Stored data entries:
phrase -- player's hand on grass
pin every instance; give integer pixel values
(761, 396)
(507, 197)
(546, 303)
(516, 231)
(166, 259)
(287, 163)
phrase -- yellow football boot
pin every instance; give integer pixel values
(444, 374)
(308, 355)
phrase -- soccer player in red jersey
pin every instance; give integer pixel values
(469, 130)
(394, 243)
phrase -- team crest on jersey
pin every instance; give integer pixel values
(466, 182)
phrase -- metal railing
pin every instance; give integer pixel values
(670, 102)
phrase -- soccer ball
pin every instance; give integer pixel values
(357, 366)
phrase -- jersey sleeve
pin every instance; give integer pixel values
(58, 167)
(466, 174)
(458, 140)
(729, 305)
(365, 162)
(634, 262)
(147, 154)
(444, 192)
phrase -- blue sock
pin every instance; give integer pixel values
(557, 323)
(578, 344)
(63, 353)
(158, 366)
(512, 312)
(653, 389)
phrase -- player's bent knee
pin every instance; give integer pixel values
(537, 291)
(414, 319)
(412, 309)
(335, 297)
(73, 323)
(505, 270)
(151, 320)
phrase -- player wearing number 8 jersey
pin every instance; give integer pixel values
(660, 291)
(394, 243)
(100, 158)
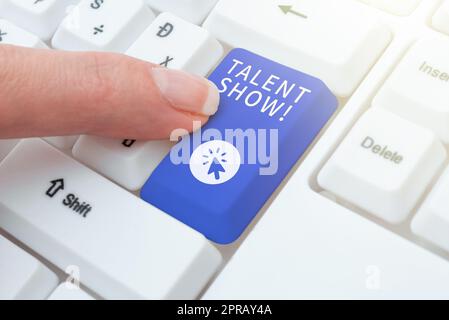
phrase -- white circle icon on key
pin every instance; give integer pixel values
(215, 162)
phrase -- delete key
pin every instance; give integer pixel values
(217, 179)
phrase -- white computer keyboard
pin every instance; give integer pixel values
(364, 214)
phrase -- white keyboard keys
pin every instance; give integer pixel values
(11, 34)
(127, 162)
(432, 220)
(123, 247)
(306, 247)
(397, 7)
(194, 11)
(21, 275)
(6, 146)
(384, 165)
(418, 89)
(63, 143)
(68, 291)
(314, 36)
(173, 43)
(103, 25)
(441, 18)
(177, 44)
(37, 16)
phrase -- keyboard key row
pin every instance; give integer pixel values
(40, 17)
(170, 42)
(69, 291)
(14, 35)
(314, 36)
(123, 247)
(21, 275)
(418, 89)
(384, 165)
(103, 26)
(6, 146)
(441, 18)
(194, 11)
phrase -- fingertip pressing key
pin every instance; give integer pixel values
(187, 92)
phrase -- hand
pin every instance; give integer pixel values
(54, 93)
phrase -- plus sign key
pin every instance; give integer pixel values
(217, 179)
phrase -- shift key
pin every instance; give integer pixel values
(217, 179)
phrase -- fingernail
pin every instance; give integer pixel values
(187, 92)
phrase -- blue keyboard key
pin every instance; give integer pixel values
(217, 179)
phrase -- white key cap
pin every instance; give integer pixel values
(63, 143)
(123, 247)
(194, 11)
(40, 17)
(21, 275)
(103, 25)
(68, 291)
(441, 18)
(384, 165)
(183, 46)
(307, 247)
(11, 34)
(127, 162)
(177, 44)
(6, 146)
(418, 89)
(325, 44)
(397, 7)
(432, 220)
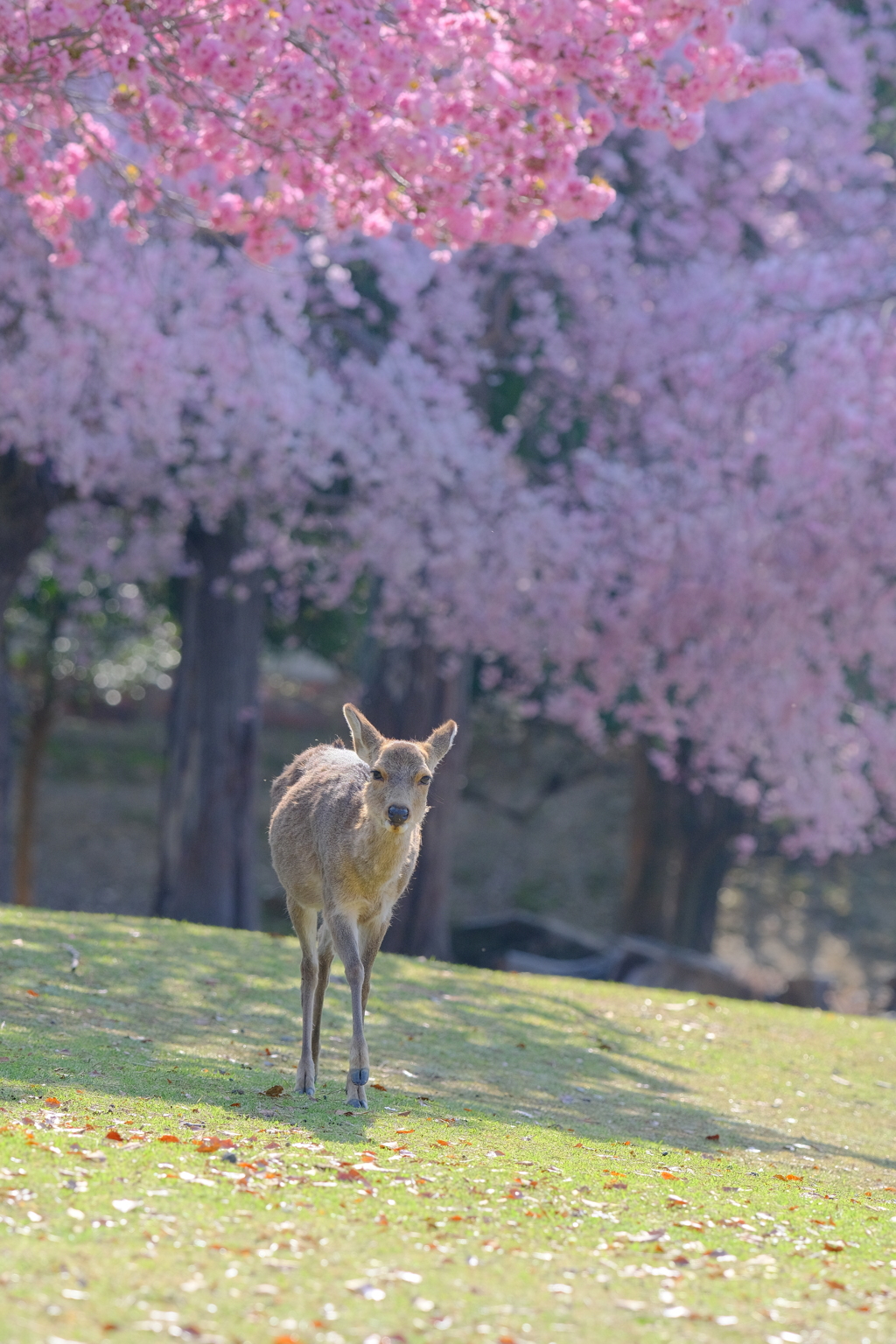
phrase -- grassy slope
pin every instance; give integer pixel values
(555, 1180)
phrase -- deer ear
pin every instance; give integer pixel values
(439, 742)
(366, 739)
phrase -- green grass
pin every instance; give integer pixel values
(547, 1173)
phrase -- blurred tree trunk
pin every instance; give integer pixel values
(680, 851)
(407, 696)
(40, 715)
(207, 822)
(27, 495)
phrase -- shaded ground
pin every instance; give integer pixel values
(543, 1158)
(543, 827)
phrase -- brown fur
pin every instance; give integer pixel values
(339, 854)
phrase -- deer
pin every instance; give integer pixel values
(346, 837)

* Stated goal:
Copy out everything in the listing from the line containing "phrase -- grassy slope" down to the line containing "(547, 1173)", keeping both of those lines.

* Problem solution:
phrase -- grassy slope
pin every instance; give integer pixel values
(555, 1180)
phrase -- deer ear
pin every instance; give integer pixel values
(439, 742)
(366, 739)
phrase -- green grass
pin every instance; give integer pixel values
(547, 1173)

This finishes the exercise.